Passage given.
[START]

Have you done any writing yourself?
CLU GULAGER: I
write scenes for my film-acting workshop, for the actors. Other than that, I am very, very intimidated
by you guys, and your editors. Because wordsmiths,
to me, are the supreme art. And I know that
Picasso wouldn’t enjoy me saying it, but I’ve said it, and I’ll say it
again. Tonight I’ve got to say a couple
of words; and I’m very frightened.
Because I know the cynicism that goes into writing. I’ve written enough to know that you have to
be somewhat skeptical of all of your sources, of your subject, and of your
wording – and especially your syntax. I have written a western that I like, a
screenplay, and my son, who is a filmmaker (writer/director John Gulager),
likes a lot, called MISTER. And I’ve
written about fifteen screenplays, none of which have been done. We’ve gotten some of them partially made, and
then run out of money all the time. I
should probably know your films --
HENRY: It
depends how late you stay up, and what strange channels you watch.
CLU GULAGER: Well,
I don’t watch TV. I don’t have any
machines in my house, except a refrigerator, and a stove that’s broken. And of course, my head. That machine doesn’t function well at this
time, but it’s there; I sleep with it.
HENRY: Okay,
this will come out of left field: what was it like doing THE TALL MAN, with
Barry Sullivan as Pat Garrett?

[END]

Data supplied.

[START]

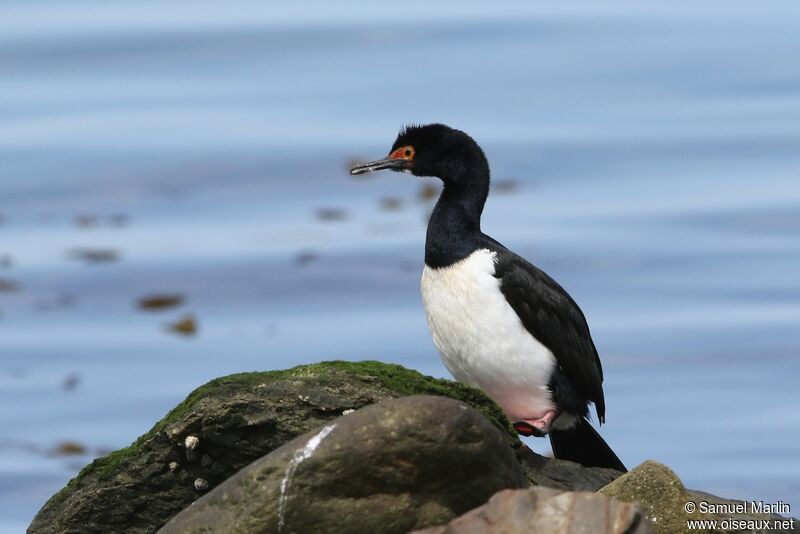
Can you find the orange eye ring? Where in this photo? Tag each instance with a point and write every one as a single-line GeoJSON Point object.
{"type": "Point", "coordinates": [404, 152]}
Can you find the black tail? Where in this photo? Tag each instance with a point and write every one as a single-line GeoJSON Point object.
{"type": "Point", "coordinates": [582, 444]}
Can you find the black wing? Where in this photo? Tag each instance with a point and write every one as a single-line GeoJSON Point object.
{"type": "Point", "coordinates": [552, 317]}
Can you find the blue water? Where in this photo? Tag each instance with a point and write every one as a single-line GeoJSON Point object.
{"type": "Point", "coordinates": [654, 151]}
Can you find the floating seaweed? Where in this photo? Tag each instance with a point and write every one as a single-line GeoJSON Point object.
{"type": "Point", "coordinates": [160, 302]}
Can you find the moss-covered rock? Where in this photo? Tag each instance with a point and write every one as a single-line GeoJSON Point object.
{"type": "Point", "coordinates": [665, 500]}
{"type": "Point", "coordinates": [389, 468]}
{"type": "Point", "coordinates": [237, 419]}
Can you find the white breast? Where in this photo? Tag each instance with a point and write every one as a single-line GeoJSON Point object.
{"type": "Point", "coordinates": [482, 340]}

[END]

Problem A. Translate this sentence from the Clu Gulager interview above into Spanish: "I don’t have any machines in my house, except a refrigerator, and a stove that’s broken."
Problem B. Extend the Clu Gulager interview above, picking up right after its final line.

Exercise response A. No tengo ninguna máquina en mi casa, excepto un refrigerador y una estufa que está descompuesta.

Exercise response B.
CLU GULAGER: He
looked like a turtle, when he was looking good.
Otherwise he looked to me like he was about to crumple, most of the
time. Alcoholics tend to feel badly when
they get up in the mornings, and we started shooting early. So by noon he was about ready to go
home. That’s showbiz talk.
HENRY: Was he
drinking while you were doing the show?
CLU GULAGER:
Oh yes. We sat down from time to
time. I was a young actor, and did not
like that. I knew everything then. And what I know now you could put on the head
of a needle.
HENRY: What
is your favorite role among your screen performances?
CLU GULAGER:
Oh, I enjoyed mounting Cybil Shepherd on a pool table in THE LAST
PICTURE SHOW. That was fun.
HENRY: That
sounds fun.
CLU GULAGER: Thank
you. I enjoyed shooting Alan Alda in the
belly with a double-barreled shotgun in THE GLASS HOUSE. He deserved it.
HENRY: For a
long time.
CLU GULAGER: Mm-hm
– yup. I got him at the end of the
movie. And I enjoyed it when Randolph
Scott’s pony fell with me while I was doing Billy the Kid. Fell with me in a gully in the back lot of
Universal and almost killed me. I
enjoyed that a lot because I felt it would be a good story to tell. I never tell it, but I’m telling you.
HENRY: Randolph
Scott was not in the show with you, was he?
CLU GULAGER:
No, he’d gone, but he left his pony, and that’s what they gave me to
ride. It was 19, and I rode it for a
while. Then it gave out, and they gave
me another horse that was so high that I could hardly mount it. This one time Ronald Reagan came on the set; his
wife was in it with me – very good actor, Nancy. He
came on. I had a hard time getting on
that damn horse. So about the eighth
time, I just fell flat and just lay there.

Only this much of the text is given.